[Exercise materials]:
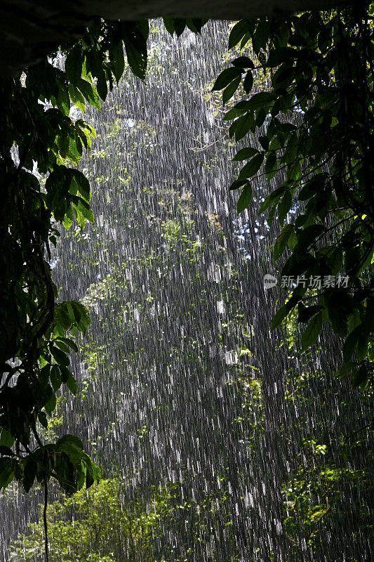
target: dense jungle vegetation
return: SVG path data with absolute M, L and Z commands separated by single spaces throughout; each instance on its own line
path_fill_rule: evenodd
M 102 22 L 1 81 L 0 485 L 4 505 L 20 484 L 45 492 L 11 559 L 370 559 L 373 11 L 218 27 L 229 36 L 220 70 L 201 61 L 199 87 L 183 74 L 169 100 L 147 44 L 205 38 L 210 24 Z M 164 178 L 177 165 L 159 164 L 167 145 L 140 103 L 123 145 L 128 91 L 147 89 L 163 115 L 173 100 L 180 129 L 196 119 L 194 173 L 246 162 L 215 194 L 182 171 L 162 185 L 142 176 L 144 162 Z M 194 96 L 221 127 L 208 143 Z M 228 187 L 240 190 L 236 237 L 252 259 L 239 259 L 221 217 Z M 217 212 L 201 215 L 204 197 Z M 243 235 L 248 224 L 257 238 Z M 282 279 L 271 294 L 270 251 Z M 82 268 L 92 278 L 73 297 Z M 173 410 L 183 413 L 169 439 Z

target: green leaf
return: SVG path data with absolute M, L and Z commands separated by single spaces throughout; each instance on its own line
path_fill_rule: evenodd
M 14 463 L 6 457 L 0 458 L 0 490 L 5 488 L 14 478 Z
M 239 117 L 232 124 L 235 126 L 235 140 L 237 143 L 238 140 L 246 136 L 253 126 L 253 115 L 247 113 L 246 115 Z
M 255 93 L 248 102 L 248 109 L 255 111 L 261 107 L 269 110 L 274 101 L 274 93 L 272 92 L 259 92 Z
M 260 168 L 262 165 L 262 162 L 264 161 L 264 155 L 263 153 L 260 152 L 260 154 L 256 155 L 254 158 L 252 158 L 251 160 L 249 161 L 245 166 L 243 166 L 241 170 L 240 171 L 239 174 L 239 179 L 243 179 L 244 178 L 251 178 L 253 176 L 255 176 L 258 171 L 259 171 Z
M 81 111 L 83 111 L 84 113 L 86 112 L 86 103 L 84 102 L 84 98 L 79 90 L 76 88 L 73 84 L 69 84 L 68 91 L 72 102 L 74 105 L 76 105 L 78 109 L 81 110 Z
M 301 336 L 301 347 L 303 350 L 314 344 L 321 333 L 323 322 L 321 312 L 318 313 L 312 318 Z
M 148 21 L 123 22 L 122 25 L 127 62 L 133 73 L 141 80 L 145 80 L 147 70 Z
M 69 372 L 69 378 L 66 381 L 65 384 L 70 392 L 75 396 L 78 392 L 78 385 L 76 384 L 76 381 L 70 372 Z
M 242 73 L 243 70 L 241 68 L 236 68 L 236 67 L 226 68 L 217 78 L 212 88 L 212 91 L 223 90 L 223 89 L 226 88 L 235 78 L 241 77 Z
M 246 183 L 243 191 L 240 194 L 240 197 L 236 204 L 236 210 L 238 213 L 241 213 L 250 204 L 252 200 L 252 186 L 251 183 Z
M 357 326 L 346 338 L 343 344 L 343 359 L 345 362 L 350 360 L 356 349 L 356 346 L 362 335 L 362 325 Z
M 241 20 L 236 23 L 229 36 L 229 49 L 234 47 L 248 33 L 249 29 L 249 22 L 246 20 Z
M 285 226 L 283 226 L 280 234 L 278 235 L 276 240 L 275 241 L 273 251 L 273 259 L 274 261 L 276 261 L 276 260 L 279 259 L 283 253 L 286 246 L 287 245 L 288 238 L 290 237 L 291 233 L 293 232 L 293 225 L 286 224 Z
M 12 447 L 14 442 L 15 440 L 15 438 L 11 433 L 8 429 L 6 428 L 3 428 L 1 430 L 1 436 L 0 437 L 0 445 L 4 445 L 4 447 Z
M 62 365 L 66 367 L 70 362 L 67 355 L 58 347 L 55 347 L 55 346 L 50 346 L 49 351 L 58 365 Z
M 232 159 L 234 162 L 248 160 L 249 158 L 251 158 L 256 154 L 258 154 L 258 150 L 256 148 L 252 148 L 252 147 L 248 146 L 246 148 L 242 148 L 241 150 L 237 152 Z
M 277 172 L 278 161 L 275 152 L 269 152 L 265 162 L 265 172 L 268 180 L 272 179 Z
M 253 86 L 253 74 L 248 70 L 243 82 L 243 89 L 246 93 L 249 93 Z
M 95 88 L 86 80 L 81 78 L 76 82 L 76 87 L 83 93 L 88 103 L 96 109 L 100 110 L 100 100 Z
M 252 36 L 252 44 L 256 54 L 258 54 L 260 49 L 266 49 L 267 41 L 269 41 L 269 24 L 264 18 L 260 20 L 256 30 Z
M 118 84 L 122 74 L 123 74 L 123 70 L 125 70 L 125 57 L 123 54 L 123 44 L 122 41 L 119 41 L 119 42 L 114 46 L 112 53 L 114 78 Z
M 245 185 L 246 183 L 247 183 L 246 179 L 235 180 L 235 181 L 232 182 L 229 189 L 230 191 L 233 191 L 235 189 L 239 189 L 239 188 L 241 188 L 243 185 Z
M 29 456 L 25 462 L 23 468 L 22 485 L 26 492 L 29 492 L 34 484 L 36 476 L 36 463 L 32 456 Z
M 45 412 L 38 412 L 38 420 L 43 427 L 48 429 L 48 419 Z
M 67 55 L 65 72 L 68 81 L 73 84 L 76 84 L 81 77 L 82 48 L 79 43 L 74 45 Z
M 62 381 L 61 372 L 58 365 L 52 365 L 52 369 L 51 370 L 51 383 L 55 392 L 57 392 L 60 388 Z
M 239 68 L 252 68 L 255 67 L 253 61 L 249 57 L 238 57 L 232 62 L 232 65 L 237 66 Z
M 302 306 L 302 308 L 299 308 L 299 314 L 298 316 L 298 322 L 308 322 L 312 316 L 315 314 L 319 313 L 323 308 L 323 306 L 321 305 L 313 305 L 312 306 Z
M 222 102 L 224 105 L 226 103 L 226 102 L 227 102 L 229 99 L 231 99 L 231 98 L 232 98 L 232 96 L 234 96 L 234 94 L 239 88 L 241 80 L 241 77 L 238 76 L 237 78 L 233 80 L 232 82 L 231 82 L 231 84 L 229 84 L 229 86 L 227 86 L 227 87 L 225 89 L 222 94 Z
M 291 205 L 292 195 L 290 191 L 286 191 L 281 200 L 280 203 L 278 204 L 278 218 L 281 226 L 284 223 L 286 217 L 287 216 L 287 213 L 290 210 Z
M 55 447 L 58 451 L 65 452 L 73 464 L 80 464 L 82 457 L 85 454 L 81 440 L 76 436 L 69 433 L 58 439 Z

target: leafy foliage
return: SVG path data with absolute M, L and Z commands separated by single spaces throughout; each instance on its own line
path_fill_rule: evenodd
M 338 374 L 349 373 L 362 386 L 374 358 L 372 14 L 373 5 L 362 3 L 241 20 L 229 47 L 243 48 L 251 40 L 253 60 L 235 58 L 213 86 L 223 90 L 225 103 L 242 85 L 249 97 L 224 119 L 232 120 L 229 135 L 236 142 L 258 138 L 234 159 L 248 160 L 230 188 L 243 190 L 238 211 L 251 202 L 252 178 L 276 181 L 259 212 L 267 211 L 269 224 L 278 218 L 274 259 L 288 248 L 281 275 L 292 294 L 272 327 L 297 308 L 307 348 L 328 321 L 344 340 Z M 258 72 L 271 86 L 251 95 Z
M 139 498 L 126 499 L 125 494 L 124 482 L 105 479 L 50 505 L 51 562 L 154 561 L 153 543 L 162 532 L 171 492 L 154 490 L 147 504 Z M 36 553 L 42 556 L 43 525 L 29 527 L 32 534 L 12 545 L 10 560 L 26 562 L 35 560 Z

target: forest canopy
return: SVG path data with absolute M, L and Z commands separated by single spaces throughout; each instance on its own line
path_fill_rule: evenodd
M 363 389 L 374 358 L 373 15 L 362 3 L 241 20 L 228 38 L 229 65 L 213 86 L 230 105 L 230 137 L 245 143 L 234 160 L 246 163 L 230 186 L 240 190 L 238 212 L 251 204 L 256 178 L 280 180 L 259 209 L 281 227 L 274 260 L 286 254 L 289 290 L 272 328 L 296 313 L 305 349 L 331 330 L 342 346 L 337 376 Z M 164 19 L 178 37 L 204 24 Z M 69 355 L 90 325 L 82 303 L 58 301 L 48 261 L 56 223 L 83 229 L 94 221 L 90 183 L 76 166 L 95 133 L 71 107 L 100 110 L 126 65 L 145 80 L 148 34 L 147 20 L 102 21 L 0 81 L 2 488 L 15 479 L 26 491 L 35 480 L 46 489 L 55 478 L 72 493 L 100 478 L 79 438 L 41 436 L 62 385 L 76 392 Z M 257 93 L 255 70 L 266 84 Z

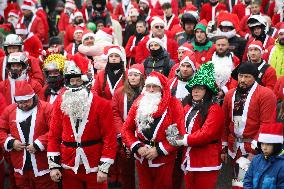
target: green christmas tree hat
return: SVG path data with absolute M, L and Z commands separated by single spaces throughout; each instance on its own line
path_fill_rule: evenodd
M 202 64 L 193 78 L 187 82 L 185 88 L 190 91 L 196 85 L 205 85 L 214 94 L 218 93 L 219 90 L 216 85 L 214 65 L 212 62 Z

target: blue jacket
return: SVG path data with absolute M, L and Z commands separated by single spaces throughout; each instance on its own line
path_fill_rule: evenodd
M 244 178 L 244 189 L 284 189 L 284 150 L 265 160 L 255 156 Z

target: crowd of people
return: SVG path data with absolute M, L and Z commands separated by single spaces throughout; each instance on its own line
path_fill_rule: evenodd
M 0 1 L 0 189 L 214 189 L 222 164 L 233 189 L 284 188 L 283 15 Z

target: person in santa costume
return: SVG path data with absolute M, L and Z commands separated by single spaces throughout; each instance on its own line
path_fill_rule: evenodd
M 232 159 L 233 187 L 242 185 L 243 175 L 239 174 L 238 160 L 251 160 L 255 151 L 255 138 L 260 125 L 275 121 L 276 97 L 274 93 L 256 80 L 258 69 L 255 64 L 242 63 L 236 69 L 238 86 L 225 96 L 223 110 L 225 112 L 225 130 L 222 136 L 223 151 L 221 158 L 226 160 L 227 154 Z
M 39 99 L 53 104 L 64 86 L 63 69 L 65 57 L 61 54 L 51 54 L 43 64 L 46 85 L 40 90 Z
M 23 40 L 23 51 L 29 53 L 29 55 L 38 58 L 42 54 L 43 46 L 37 35 L 33 32 L 28 32 L 24 24 L 18 23 L 15 28 L 15 32 Z
M 259 74 L 256 81 L 260 85 L 273 90 L 277 81 L 276 71 L 270 64 L 267 64 L 266 61 L 262 59 L 263 52 L 262 43 L 260 41 L 253 41 L 248 46 L 248 63 L 257 65 Z
M 59 20 L 58 20 L 58 30 L 59 33 L 64 34 L 66 28 L 70 24 L 71 15 L 76 10 L 76 5 L 73 0 L 67 0 L 64 5 L 64 11 L 60 14 Z
M 123 189 L 135 188 L 135 159 L 130 150 L 122 143 L 121 130 L 135 99 L 141 94 L 144 86 L 144 67 L 134 64 L 127 70 L 124 86 L 117 89 L 112 98 L 112 109 L 119 148 L 115 164 L 118 169 L 119 182 Z
M 143 41 L 146 35 L 148 35 L 146 22 L 143 20 L 137 21 L 135 34 L 128 39 L 128 42 L 125 46 L 125 53 L 129 60 L 129 65 L 133 65 L 135 63 L 136 48 L 138 43 Z
M 125 77 L 125 54 L 123 47 L 106 47 L 107 64 L 96 76 L 94 90 L 99 96 L 111 100 L 116 89 L 121 87 Z
M 122 141 L 134 153 L 139 188 L 172 188 L 177 148 L 166 139 L 166 129 L 174 124 L 185 132 L 182 105 L 171 96 L 167 78 L 152 72 L 142 94 L 132 104 L 122 127 Z
M 66 52 L 71 55 L 75 55 L 78 52 L 79 45 L 82 44 L 82 37 L 83 37 L 83 28 L 77 26 L 73 33 L 74 42 L 70 43 L 66 48 Z
M 185 52 L 176 70 L 175 77 L 168 81 L 172 96 L 179 99 L 185 106 L 189 97 L 188 90 L 185 88 L 186 83 L 192 79 L 197 71 L 195 56 L 191 52 Z
M 183 31 L 175 34 L 178 45 L 184 43 L 191 43 L 194 40 L 194 28 L 198 22 L 198 15 L 196 12 L 185 12 L 181 17 L 181 26 Z
M 115 159 L 111 103 L 90 90 L 89 64 L 78 55 L 65 63 L 66 90 L 53 105 L 47 156 L 51 179 L 63 188 L 106 189 Z
M 48 173 L 47 135 L 52 107 L 25 81 L 15 82 L 15 102 L 0 121 L 0 145 L 9 152 L 17 188 L 56 188 Z
M 275 70 L 277 77 L 284 75 L 284 23 L 280 25 L 278 30 L 278 39 L 275 44 L 268 48 L 268 53 L 263 56 L 263 59 L 267 61 Z
M 181 164 L 185 187 L 213 189 L 222 166 L 220 153 L 224 129 L 224 112 L 213 102 L 218 93 L 214 65 L 211 62 L 203 64 L 186 88 L 191 97 L 184 108 L 187 134 L 179 134 L 173 126 L 166 131 L 167 139 L 173 146 L 187 146 Z
M 215 45 L 207 37 L 206 28 L 207 22 L 204 19 L 194 28 L 195 38 L 191 44 L 193 45 L 193 51 L 198 67 L 208 62 L 215 51 Z
M 227 6 L 224 3 L 219 3 L 218 0 L 209 0 L 200 9 L 200 20 L 215 22 L 216 13 L 221 10 L 227 11 Z
M 23 52 L 23 41 L 21 37 L 16 34 L 9 34 L 6 36 L 3 46 L 6 55 L 0 58 L 0 81 L 8 78 L 6 66 L 9 54 L 14 52 Z M 35 79 L 37 82 L 43 85 L 44 79 L 38 59 L 32 56 L 28 56 L 28 59 L 29 61 L 27 63 L 30 67 L 30 70 L 28 71 L 29 77 Z
M 28 76 L 29 64 L 28 57 L 23 52 L 11 53 L 7 58 L 8 78 L 0 82 L 0 93 L 5 96 L 7 105 L 15 102 L 15 82 L 17 80 L 27 81 L 36 94 L 39 93 L 42 86 L 35 79 Z
M 252 159 L 244 178 L 244 188 L 283 188 L 283 124 L 261 125 L 257 141 L 261 154 Z
M 155 17 L 155 19 L 151 22 L 151 33 L 146 36 L 142 41 L 140 41 L 140 43 L 138 43 L 135 55 L 136 63 L 142 63 L 150 55 L 150 51 L 147 48 L 147 42 L 151 38 L 159 38 L 160 40 L 162 40 L 163 46 L 165 50 L 169 53 L 170 58 L 174 62 L 178 62 L 177 42 L 165 33 L 165 22 L 161 18 Z
M 248 59 L 248 46 L 253 41 L 261 41 L 264 50 L 267 50 L 271 45 L 274 45 L 275 43 L 275 40 L 267 34 L 267 25 L 263 16 L 253 15 L 248 19 L 247 23 L 251 30 L 251 36 L 247 41 L 242 61 L 246 61 Z
M 147 49 L 150 51 L 150 56 L 143 62 L 146 75 L 156 71 L 168 77 L 175 62 L 170 59 L 163 41 L 159 38 L 151 38 L 147 42 Z
M 221 12 L 217 17 L 216 36 L 226 36 L 229 40 L 229 50 L 240 60 L 246 47 L 246 40 L 239 36 L 239 21 L 236 15 Z M 215 41 L 213 38 L 212 41 Z
M 231 78 L 232 71 L 240 64 L 238 57 L 229 51 L 229 41 L 225 36 L 216 38 L 216 51 L 212 55 L 211 61 L 214 64 L 214 71 L 216 75 L 222 75 L 221 80 L 218 80 L 222 86 L 218 95 L 219 99 L 223 99 L 225 94 L 232 88 L 237 86 L 236 80 Z
M 42 44 L 48 44 L 48 30 L 45 30 L 42 19 L 34 13 L 35 5 L 33 2 L 25 0 L 21 9 L 23 17 L 19 23 L 24 24 L 28 32 L 33 32 L 37 35 Z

[What is needed]:
Copy the lines of the listing above word for word, starting at the line containing "target: crowd of people" and ending at the line containing "M 0 1 L 0 189", both included.

[Exercise output]:
target: crowd of people
return: SVG path data with absolute M, L and Z commands separated by single spaces throughout; each instance on its own line
path_fill_rule: evenodd
M 0 1 L 0 189 L 214 189 L 222 164 L 233 189 L 284 188 L 283 15 Z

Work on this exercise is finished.